> Exercise
Show each line from the listing that includes the word "forest".

> Exercise data
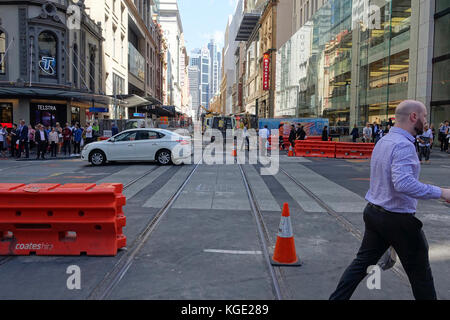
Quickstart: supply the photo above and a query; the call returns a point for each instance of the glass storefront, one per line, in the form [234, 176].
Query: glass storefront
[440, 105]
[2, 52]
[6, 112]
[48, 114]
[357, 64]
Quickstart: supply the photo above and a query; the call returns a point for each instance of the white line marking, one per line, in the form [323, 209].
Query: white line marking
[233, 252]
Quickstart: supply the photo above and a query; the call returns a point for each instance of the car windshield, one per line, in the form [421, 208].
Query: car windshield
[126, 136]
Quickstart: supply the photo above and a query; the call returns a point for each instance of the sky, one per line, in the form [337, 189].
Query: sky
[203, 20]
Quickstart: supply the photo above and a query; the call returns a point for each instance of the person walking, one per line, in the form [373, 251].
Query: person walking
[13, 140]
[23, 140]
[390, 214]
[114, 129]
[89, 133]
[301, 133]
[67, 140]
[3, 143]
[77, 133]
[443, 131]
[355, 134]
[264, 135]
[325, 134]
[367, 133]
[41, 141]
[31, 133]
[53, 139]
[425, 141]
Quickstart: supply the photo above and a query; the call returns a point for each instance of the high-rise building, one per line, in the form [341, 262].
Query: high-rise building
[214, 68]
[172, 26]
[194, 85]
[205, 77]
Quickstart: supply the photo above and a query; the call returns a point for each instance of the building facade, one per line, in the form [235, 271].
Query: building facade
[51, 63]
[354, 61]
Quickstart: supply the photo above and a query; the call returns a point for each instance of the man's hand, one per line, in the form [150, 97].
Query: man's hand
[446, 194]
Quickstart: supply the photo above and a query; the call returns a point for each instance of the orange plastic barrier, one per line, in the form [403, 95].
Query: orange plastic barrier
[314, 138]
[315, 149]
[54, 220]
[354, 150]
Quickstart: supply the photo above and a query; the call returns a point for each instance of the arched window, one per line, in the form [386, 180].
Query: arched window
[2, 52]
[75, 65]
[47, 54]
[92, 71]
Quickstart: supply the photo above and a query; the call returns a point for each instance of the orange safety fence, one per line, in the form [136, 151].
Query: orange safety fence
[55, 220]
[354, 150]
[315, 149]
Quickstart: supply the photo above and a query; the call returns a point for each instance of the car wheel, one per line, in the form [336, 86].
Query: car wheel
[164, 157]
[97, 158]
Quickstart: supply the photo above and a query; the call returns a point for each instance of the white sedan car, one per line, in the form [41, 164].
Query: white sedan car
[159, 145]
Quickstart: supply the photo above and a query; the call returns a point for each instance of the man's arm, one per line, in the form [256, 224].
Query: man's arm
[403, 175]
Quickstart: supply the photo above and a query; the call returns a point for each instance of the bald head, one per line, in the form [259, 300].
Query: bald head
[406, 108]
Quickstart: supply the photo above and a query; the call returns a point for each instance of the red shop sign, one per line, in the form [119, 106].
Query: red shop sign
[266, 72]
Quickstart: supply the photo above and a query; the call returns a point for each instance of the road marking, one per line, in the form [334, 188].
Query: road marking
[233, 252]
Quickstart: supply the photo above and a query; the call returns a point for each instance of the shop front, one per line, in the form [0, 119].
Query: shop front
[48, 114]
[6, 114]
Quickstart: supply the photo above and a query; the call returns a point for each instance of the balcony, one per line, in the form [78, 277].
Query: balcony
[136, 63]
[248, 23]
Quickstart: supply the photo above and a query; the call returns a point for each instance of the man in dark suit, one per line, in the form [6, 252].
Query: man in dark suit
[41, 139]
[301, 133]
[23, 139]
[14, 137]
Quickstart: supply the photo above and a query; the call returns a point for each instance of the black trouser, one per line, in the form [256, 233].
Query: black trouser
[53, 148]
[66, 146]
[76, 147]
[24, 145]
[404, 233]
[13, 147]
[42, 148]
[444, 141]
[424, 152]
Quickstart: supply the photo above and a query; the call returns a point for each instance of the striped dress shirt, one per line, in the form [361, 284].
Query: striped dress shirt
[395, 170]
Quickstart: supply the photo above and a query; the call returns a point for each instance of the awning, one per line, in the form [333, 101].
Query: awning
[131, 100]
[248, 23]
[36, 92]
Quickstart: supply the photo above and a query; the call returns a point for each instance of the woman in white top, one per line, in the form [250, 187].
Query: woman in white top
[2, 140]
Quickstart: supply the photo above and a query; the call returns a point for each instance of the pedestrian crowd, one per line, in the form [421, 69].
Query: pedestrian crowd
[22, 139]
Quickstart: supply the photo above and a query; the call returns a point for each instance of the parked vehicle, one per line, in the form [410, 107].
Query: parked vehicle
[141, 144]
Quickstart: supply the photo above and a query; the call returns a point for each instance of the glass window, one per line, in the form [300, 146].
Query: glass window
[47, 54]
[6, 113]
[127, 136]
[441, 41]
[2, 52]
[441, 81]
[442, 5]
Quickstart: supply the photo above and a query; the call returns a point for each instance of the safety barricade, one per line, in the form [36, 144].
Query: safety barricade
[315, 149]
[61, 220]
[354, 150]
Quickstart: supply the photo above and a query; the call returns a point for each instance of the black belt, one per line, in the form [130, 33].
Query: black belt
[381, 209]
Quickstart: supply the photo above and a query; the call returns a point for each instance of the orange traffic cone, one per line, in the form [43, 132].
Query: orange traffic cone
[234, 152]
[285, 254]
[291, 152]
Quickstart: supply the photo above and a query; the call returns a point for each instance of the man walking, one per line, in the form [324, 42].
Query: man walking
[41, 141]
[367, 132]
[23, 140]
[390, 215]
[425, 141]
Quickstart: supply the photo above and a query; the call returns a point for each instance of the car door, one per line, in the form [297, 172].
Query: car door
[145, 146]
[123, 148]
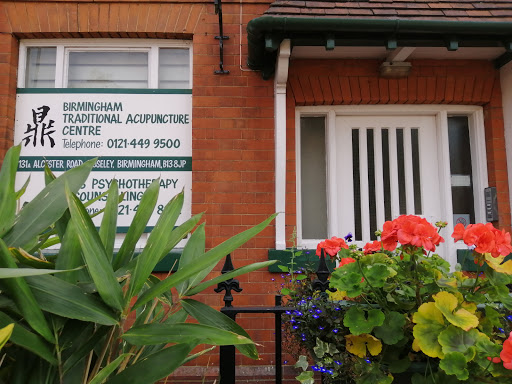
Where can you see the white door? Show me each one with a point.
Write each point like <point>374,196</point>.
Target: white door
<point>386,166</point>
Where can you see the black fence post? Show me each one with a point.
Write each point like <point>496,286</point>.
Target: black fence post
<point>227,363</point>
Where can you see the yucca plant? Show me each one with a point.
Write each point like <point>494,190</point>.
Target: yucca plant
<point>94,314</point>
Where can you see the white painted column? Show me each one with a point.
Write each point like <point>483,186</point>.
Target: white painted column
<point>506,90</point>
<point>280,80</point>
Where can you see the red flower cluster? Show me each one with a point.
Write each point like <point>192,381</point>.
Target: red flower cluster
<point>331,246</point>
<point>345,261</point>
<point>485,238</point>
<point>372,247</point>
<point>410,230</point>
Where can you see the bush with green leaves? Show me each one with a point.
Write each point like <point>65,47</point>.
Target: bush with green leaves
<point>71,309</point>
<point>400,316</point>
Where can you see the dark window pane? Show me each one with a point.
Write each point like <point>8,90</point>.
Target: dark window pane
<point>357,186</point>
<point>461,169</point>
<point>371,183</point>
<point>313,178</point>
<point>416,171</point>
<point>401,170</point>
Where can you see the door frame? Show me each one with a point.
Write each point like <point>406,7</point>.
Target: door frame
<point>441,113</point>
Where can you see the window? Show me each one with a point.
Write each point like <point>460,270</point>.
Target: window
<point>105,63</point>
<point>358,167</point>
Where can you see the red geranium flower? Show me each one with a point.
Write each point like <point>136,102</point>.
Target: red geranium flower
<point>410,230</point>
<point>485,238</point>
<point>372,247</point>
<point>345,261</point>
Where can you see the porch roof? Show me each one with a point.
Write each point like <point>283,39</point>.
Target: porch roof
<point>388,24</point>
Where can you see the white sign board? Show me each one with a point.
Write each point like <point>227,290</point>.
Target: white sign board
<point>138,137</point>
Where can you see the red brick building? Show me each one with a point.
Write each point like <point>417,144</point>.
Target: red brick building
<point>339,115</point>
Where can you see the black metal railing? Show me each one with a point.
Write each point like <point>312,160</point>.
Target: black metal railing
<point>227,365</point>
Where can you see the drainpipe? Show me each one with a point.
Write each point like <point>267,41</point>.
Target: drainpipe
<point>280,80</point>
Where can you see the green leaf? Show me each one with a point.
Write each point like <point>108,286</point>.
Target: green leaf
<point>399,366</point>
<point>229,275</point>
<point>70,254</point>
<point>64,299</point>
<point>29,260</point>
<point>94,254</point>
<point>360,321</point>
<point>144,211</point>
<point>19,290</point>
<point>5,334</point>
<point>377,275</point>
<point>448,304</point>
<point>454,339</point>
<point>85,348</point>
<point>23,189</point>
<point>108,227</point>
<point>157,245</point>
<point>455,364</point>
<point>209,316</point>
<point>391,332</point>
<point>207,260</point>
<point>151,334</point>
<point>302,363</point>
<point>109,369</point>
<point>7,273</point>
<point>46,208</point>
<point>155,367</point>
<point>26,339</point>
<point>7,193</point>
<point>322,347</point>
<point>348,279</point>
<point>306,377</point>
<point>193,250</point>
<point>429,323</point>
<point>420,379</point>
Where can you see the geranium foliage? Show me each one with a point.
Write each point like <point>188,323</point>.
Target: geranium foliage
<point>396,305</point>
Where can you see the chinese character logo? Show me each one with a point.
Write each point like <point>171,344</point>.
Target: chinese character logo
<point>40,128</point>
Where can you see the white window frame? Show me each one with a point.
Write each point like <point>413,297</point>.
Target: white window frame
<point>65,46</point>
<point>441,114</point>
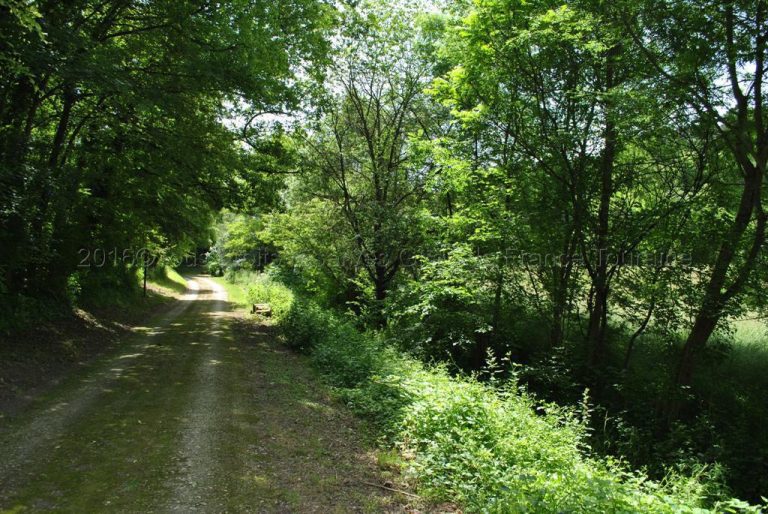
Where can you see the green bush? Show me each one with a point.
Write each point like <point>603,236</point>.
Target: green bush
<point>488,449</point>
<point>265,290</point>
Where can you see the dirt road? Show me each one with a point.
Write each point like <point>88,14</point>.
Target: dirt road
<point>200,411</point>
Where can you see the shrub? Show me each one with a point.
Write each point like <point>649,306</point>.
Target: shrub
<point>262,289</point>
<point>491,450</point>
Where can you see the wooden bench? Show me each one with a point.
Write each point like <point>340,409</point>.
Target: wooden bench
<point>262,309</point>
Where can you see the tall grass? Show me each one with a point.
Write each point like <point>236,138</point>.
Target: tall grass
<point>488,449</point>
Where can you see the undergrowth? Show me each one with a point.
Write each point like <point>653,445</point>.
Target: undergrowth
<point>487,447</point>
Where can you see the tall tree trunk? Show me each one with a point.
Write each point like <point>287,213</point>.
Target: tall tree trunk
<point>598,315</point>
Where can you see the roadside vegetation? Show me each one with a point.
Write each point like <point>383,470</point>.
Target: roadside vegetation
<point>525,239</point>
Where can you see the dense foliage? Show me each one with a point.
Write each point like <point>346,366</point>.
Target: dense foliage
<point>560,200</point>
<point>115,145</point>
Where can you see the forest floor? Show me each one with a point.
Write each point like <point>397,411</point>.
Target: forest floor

> Task output
Where can you see the forest floor? Show me each one with a point.
Target: forest floor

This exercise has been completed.